• _WHAT YOU NEED TO DO_:
1. Repeat word for word the part of the article on Rafsanjani and Khamenei that runs from "Rouhani’s victory was" up to and including "prominent political dissidents.".
2. Go on with the article on Rafsanjani and Khamenei from the point where it stops.

• _SOURCE EXTRACT_:
☆ ☆ ☆ ☆
Rafsanjani and Khamenei: The Rouhani element

Rouhani’s victory was a decisive win for Rafsanjani in his power struggle with the Supreme Leader, but what’s next?

Rouhani's victory brings Iranians great hope for a rapprochement with the US [AP]

This article is the final of a three part series. As President Hassan Rouhani’s makes his debut at the United Nations General Assembly, we take a look back at Iran’s political trajectory post-revolution through the words of Akbar Ganji, one of Iran’s most prominent political dissidents.

You can read part one here, and part two here.

The problem with dictators is that since they are left alone by themselves and live in isolation, they do not see the reality, or if they are forced to see it, they interpret it the way they want to.

A dictator like Khamenei has a distorted view of the balance of power in the world and in the region. He, very self-righteously, interprets the entire events in the world from the standpoint of the Islamic Republic as he sees it. For example, he called the Arab Spring the “Islamic Awakening of Muslims against America and Israel”, whereas in reality, using their vast financial resources, GCC nations have used the Arab Spring as a means to force a wedge between Shiites and Sunnis across the region.

Rafsanjani has recognised the threat to Iran. In April, on his website he quoted Khomeini’s statement, “The security and survival of the regime is more important than the security and survival of one person, even if that person is the Twelfth Imam [of the Shiites].” Whom was he referring to? Was it Ahmadinejad, who was finally going to leave office? Could it be Khamenei? Rafsanjani was right to target the person that is the source of the problem. However, Rafsanjani also said that if there is ever a quarrel between him[Pr.] and the Supreme Leader, almost everybody would suffer:

It is not clear if [Rafsanjani] also recognises that changes, such as direct negotiation with the US,
even if quite useful, will be of no long-term use and will not solve the present crisis without democratisation of the system.
☆ ☆ ☆ ☆
• _EXERCISE DATA_:
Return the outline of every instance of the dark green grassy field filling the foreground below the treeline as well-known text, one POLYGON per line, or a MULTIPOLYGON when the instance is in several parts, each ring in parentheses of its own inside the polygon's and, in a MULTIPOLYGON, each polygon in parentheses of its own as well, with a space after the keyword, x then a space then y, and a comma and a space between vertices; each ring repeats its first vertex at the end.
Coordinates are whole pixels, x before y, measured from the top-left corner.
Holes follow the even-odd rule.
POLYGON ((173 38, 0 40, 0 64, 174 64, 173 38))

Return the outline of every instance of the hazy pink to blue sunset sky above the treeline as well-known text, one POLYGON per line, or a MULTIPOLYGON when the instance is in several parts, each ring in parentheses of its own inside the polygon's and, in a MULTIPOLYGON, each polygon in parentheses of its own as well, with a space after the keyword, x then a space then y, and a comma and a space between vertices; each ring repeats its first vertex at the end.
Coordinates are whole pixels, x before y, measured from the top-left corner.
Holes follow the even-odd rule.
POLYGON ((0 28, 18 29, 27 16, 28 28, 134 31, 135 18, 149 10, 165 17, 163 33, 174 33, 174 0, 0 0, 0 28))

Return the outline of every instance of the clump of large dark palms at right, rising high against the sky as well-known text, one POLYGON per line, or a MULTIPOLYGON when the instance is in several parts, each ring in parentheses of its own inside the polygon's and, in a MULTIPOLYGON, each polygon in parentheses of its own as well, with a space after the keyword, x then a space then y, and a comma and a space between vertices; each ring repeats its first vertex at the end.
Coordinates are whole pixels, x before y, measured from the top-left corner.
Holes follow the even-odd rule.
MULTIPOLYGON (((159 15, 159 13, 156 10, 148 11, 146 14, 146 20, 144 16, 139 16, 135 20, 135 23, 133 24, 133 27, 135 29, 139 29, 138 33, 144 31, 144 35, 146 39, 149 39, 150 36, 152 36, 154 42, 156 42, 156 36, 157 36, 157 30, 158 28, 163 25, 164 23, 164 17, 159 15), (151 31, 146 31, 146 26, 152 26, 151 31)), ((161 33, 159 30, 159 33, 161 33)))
☆ ☆ ☆ ☆
• _TASK RESULTS_:
1.
Rouhani’s victory was a decisive win for Rafsanjani in his power struggle with the Supreme Leader, but what’s next?

Rouhani's victory brings Iranians great hope for a rapprochement with the US [AP]

This article is the final of a three part series. As President Hassan Rouhani’s makes his debut at the United Nations General Assembly, we take a look back at Iran’s political trajectory post-revolution through the words of Akbar Ganji, one of Iran’s most prominent political dissidents.

2.
“In deciding to enter the presidential race, I should consult the Supreme Leader. I will never enter the race without his consent, since if he does not agree, it would result in just the opposite of what we all desire. We do not want to fight [each other]. If we create a situation that leads to fights and quarrels between me and the Supreme Leader, we will all suffer.”

There was, however, a double meaning in his words. First, Rafsanjani was saying: I would like to run as a candidate, but since Khamenei is against it, I cannot. Second: If I get into a conflict with Khamenei, much damage would be done, including to Khamenei himself as well as the regime.”

The main challenge for Iran is to make a peaceful transition from the present religious dictatorship to a secular democracy based on respect for human rights. Removing Khamenei from office, abolishing the institution of Velayat-e Faqih, and removing from power his supporting cast are the necessary first steps towards this goal.

Rafsanjani, who was instrumental in creating the obstacles, seems to believe that it is time for their removal.

Rafsanjani has rightly come to realise that unless some substantial changes are made in the system, and to the policies of government and the regime, the imposed economic sanctions will destroy Iranian society and the nation from within, and then the door will be open for foreign powers to take a wrecking ball to Iran, just as it was done to Afghanistan, Iraq, Libya, and Syria.

But it is not clear if he also recognises that changes, such as direct negotiation with the US, even if quite useful, will be of no long-term use and will not solve the present crisis without democratisation of the system.

No other people in the region have as positive a view of the US as the people of Iran. If free elections are held in Iran, the pro-democracy majority would undoubtedly win handily. The Iranian society has gone through a real transformation in all aspects, and has grown enough that the garment of Velayat-e Faqih is too small for its body, and does not fit but by force.

In May, former President Mohammad Khatami announced his strong support for Rafsanjani’s[Pr.] candidacy, saying, “His entering the race will surely moderate the international community’s approach towards Iran, and this will ameliorate the problem … With God’s help, if His Eminence Rafsanjani would become a candidate, we would pass this difficult stage.”

In order to prevent Rafsanjani’s candidacy, Khamenei and the conservatives used whatever means they could, including arresting his son, Mehdi Hashemi, just two days prior to the deadline for registering with the Interior Ministry as a candidate for the presidency. They also removed his new book, “The Book of Outspokenness” (Serahatnameh) from Tehran’s book fair, although it had obtained a permit and was published with the approval of the Ministry of Culture and Islamic Guidance.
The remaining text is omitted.